» GIVEN RECORDS
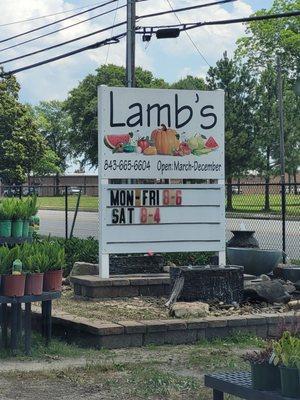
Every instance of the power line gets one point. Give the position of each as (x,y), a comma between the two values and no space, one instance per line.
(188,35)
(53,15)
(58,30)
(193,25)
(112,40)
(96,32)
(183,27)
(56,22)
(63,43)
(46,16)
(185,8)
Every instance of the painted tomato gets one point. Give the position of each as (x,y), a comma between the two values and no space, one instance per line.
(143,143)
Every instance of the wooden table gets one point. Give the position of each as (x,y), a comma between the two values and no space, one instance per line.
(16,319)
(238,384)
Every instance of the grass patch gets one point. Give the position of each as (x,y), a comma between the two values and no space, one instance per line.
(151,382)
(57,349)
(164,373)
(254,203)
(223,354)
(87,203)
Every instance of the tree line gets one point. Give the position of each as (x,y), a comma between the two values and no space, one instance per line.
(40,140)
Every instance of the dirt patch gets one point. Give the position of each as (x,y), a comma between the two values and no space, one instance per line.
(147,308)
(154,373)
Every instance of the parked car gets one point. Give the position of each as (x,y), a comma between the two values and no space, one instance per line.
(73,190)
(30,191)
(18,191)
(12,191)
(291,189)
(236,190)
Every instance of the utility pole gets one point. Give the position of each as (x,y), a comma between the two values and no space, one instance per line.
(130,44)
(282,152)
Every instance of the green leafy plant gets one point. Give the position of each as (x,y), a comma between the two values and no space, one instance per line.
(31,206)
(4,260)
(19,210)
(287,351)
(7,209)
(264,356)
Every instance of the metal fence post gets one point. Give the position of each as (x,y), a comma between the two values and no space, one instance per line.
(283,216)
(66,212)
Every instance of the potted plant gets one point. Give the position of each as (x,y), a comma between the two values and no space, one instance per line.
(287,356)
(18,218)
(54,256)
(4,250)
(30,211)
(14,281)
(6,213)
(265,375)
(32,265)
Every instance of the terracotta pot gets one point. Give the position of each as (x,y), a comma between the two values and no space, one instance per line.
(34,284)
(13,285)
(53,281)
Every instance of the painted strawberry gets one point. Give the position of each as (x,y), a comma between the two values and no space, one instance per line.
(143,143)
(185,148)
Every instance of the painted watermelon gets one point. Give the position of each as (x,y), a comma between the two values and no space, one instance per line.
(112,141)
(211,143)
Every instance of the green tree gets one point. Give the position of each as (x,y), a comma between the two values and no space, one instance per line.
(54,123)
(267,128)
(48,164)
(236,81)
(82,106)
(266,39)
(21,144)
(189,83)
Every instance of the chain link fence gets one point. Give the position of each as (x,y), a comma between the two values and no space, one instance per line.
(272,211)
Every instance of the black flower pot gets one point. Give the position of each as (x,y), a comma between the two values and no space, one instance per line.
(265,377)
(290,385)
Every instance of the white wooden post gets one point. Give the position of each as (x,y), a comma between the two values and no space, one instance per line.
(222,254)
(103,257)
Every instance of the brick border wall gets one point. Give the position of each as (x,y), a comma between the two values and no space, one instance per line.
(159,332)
---
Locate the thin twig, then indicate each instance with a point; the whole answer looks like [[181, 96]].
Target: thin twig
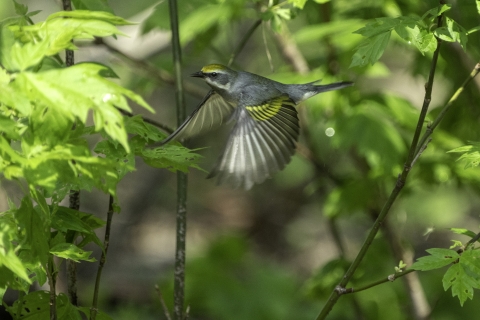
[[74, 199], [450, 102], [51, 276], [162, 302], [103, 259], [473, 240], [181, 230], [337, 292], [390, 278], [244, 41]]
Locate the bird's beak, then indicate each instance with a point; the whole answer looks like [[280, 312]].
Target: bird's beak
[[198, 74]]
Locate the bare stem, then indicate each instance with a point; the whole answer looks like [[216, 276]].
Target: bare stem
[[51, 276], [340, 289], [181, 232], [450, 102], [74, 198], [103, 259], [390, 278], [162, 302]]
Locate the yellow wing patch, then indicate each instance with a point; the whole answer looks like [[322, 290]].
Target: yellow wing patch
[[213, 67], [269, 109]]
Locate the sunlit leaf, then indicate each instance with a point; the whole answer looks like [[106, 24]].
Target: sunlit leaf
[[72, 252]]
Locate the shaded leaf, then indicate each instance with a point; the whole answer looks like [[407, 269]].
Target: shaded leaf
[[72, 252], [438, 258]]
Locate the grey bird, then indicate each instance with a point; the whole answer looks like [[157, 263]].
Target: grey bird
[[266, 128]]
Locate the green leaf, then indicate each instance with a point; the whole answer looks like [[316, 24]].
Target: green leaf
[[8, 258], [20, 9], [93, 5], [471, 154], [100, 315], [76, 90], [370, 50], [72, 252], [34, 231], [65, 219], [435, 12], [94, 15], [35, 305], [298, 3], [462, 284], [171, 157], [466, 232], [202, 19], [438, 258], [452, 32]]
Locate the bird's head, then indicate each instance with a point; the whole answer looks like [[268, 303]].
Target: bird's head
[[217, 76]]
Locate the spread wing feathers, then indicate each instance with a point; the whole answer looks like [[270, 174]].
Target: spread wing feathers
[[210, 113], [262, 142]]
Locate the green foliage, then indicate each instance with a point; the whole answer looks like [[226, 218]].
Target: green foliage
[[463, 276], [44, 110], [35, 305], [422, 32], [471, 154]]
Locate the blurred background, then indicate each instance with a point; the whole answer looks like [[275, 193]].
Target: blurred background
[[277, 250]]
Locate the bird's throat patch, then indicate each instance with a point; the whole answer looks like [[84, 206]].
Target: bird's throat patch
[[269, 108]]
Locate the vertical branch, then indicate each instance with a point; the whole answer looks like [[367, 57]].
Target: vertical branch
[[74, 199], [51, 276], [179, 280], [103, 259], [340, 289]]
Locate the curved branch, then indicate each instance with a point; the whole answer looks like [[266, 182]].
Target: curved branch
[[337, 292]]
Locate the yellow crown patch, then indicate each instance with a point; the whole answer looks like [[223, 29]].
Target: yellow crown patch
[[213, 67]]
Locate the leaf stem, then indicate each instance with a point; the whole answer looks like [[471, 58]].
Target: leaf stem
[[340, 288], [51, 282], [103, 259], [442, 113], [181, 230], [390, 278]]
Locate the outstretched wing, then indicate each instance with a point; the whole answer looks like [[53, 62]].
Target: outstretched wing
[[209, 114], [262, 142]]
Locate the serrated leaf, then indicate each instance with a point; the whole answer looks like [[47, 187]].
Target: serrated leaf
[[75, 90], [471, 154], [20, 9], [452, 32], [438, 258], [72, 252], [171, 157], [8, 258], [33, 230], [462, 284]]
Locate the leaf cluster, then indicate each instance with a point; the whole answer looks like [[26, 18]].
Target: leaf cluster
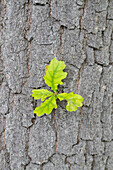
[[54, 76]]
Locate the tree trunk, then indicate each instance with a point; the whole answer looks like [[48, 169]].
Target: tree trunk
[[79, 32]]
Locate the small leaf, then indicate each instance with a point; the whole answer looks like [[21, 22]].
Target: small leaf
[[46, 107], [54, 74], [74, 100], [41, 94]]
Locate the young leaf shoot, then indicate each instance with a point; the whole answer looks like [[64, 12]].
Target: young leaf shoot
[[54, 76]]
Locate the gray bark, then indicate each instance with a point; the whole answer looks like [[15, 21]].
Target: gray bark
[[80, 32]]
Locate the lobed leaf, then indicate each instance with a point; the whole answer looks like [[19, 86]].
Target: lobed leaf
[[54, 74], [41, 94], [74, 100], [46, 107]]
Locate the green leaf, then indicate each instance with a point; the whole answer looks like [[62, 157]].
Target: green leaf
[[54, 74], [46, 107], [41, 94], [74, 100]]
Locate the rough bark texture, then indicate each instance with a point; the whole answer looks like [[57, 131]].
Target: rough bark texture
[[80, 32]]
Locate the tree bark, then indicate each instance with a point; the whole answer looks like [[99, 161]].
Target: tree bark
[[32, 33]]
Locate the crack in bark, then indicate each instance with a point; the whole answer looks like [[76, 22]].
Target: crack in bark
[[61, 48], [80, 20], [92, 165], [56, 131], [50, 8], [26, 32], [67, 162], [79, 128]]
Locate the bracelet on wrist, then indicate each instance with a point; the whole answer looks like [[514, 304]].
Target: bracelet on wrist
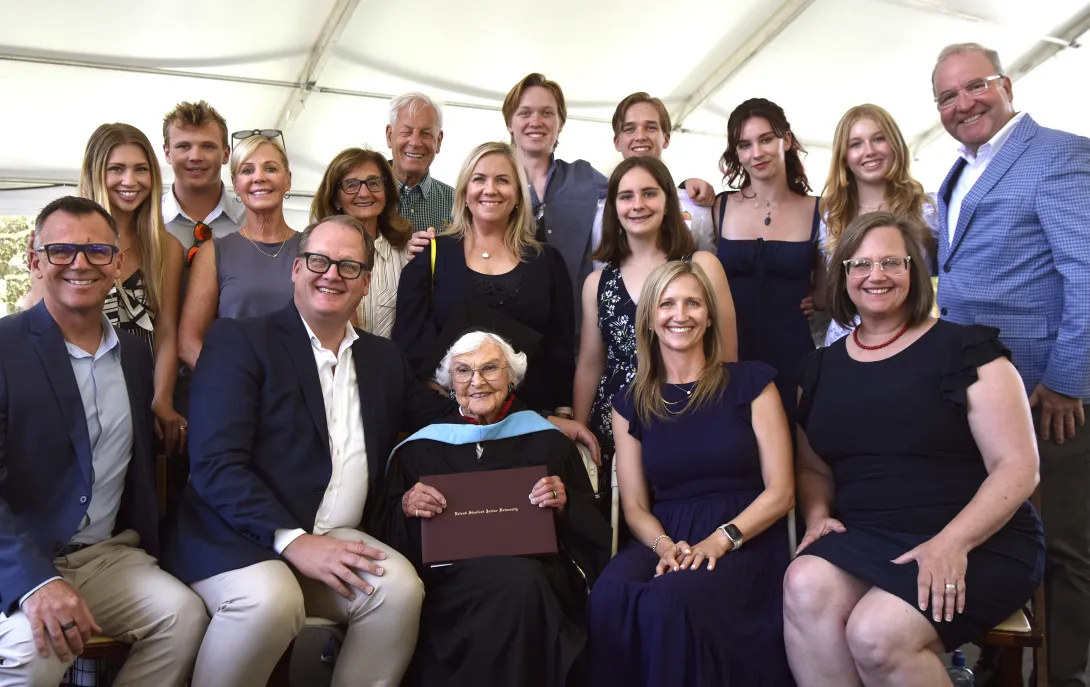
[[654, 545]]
* * *
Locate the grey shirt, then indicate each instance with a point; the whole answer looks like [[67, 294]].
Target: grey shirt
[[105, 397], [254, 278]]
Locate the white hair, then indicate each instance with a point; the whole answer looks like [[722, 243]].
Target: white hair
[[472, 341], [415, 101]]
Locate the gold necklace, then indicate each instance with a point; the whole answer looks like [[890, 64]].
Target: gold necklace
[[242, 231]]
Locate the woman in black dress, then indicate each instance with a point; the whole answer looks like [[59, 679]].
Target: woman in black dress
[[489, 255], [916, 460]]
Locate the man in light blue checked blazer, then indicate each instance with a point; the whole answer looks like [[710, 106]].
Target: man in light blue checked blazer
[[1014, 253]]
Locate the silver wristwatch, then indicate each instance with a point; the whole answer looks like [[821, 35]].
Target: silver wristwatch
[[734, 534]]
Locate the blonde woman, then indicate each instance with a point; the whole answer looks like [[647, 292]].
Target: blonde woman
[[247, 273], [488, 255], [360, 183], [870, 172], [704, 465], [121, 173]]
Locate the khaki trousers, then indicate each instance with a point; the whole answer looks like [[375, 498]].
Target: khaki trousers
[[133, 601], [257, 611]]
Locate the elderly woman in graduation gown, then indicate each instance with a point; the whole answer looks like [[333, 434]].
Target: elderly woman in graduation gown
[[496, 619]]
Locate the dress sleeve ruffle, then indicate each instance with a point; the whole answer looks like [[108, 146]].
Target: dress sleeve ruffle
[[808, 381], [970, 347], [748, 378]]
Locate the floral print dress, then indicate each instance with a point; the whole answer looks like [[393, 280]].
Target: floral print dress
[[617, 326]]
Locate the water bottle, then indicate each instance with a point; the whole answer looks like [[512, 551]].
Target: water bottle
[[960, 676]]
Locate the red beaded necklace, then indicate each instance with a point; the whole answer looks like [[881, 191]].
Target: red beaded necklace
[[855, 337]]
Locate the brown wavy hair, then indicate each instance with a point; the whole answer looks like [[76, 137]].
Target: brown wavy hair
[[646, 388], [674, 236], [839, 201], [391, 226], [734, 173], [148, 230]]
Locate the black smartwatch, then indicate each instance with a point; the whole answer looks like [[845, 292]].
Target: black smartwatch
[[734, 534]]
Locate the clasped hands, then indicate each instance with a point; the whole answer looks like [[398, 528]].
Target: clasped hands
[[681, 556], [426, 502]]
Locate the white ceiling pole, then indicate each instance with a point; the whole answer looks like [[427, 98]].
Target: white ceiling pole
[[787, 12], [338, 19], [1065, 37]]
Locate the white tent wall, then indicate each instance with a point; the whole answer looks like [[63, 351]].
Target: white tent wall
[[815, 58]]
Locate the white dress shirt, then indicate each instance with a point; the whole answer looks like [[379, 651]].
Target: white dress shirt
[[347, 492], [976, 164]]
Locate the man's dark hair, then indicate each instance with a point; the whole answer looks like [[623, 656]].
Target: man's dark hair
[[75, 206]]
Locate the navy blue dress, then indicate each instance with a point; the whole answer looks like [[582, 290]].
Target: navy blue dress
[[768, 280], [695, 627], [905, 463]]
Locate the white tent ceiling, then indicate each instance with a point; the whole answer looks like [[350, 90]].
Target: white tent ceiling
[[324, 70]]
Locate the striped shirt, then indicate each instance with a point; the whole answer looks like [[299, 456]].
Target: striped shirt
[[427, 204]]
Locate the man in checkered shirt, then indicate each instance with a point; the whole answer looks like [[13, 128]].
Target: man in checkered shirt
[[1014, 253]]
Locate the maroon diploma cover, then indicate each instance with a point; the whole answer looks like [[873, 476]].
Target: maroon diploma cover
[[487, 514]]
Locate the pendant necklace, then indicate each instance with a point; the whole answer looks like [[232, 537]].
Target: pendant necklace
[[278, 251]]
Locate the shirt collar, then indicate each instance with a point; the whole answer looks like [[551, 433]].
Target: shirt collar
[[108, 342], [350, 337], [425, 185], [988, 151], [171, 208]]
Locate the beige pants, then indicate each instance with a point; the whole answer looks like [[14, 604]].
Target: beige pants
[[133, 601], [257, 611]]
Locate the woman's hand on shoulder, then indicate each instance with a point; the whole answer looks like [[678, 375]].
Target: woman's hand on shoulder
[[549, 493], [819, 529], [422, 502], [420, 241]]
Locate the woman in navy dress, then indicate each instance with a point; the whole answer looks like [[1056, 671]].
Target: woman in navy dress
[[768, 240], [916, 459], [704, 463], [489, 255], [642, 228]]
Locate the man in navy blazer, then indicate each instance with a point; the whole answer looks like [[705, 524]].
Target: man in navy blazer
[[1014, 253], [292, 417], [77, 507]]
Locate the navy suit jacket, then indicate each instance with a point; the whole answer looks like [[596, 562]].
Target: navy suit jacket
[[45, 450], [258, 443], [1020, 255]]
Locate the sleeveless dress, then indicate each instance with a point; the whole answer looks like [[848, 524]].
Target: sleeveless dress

» WORK TASK
For this task, copy every line of the material in which "sleeveless" appears.

» ANSWER FOR THIS EXERCISE
Locate the sleeveless dress, then indicate each instance with a point; the whole answer looks like [[848, 524]].
Target: sleeveless dress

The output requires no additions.